**Problem description**
Each line from the one containing "POST /point with" to the last line of the listing below must be reproduced exactly, and nothing more.

[Data excerpts]

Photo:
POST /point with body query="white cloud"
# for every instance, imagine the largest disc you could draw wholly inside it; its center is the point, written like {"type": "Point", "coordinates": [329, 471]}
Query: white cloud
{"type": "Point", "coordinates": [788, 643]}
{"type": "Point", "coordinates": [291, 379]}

[/Data excerpts]

**Reply to the task**
POST /point with body query="white cloud"
# for every instance, imagine the largest disc you could draw wholly inside it; its center is the point, written like {"type": "Point", "coordinates": [329, 471]}
Query: white cloud
{"type": "Point", "coordinates": [788, 643]}
{"type": "Point", "coordinates": [291, 379]}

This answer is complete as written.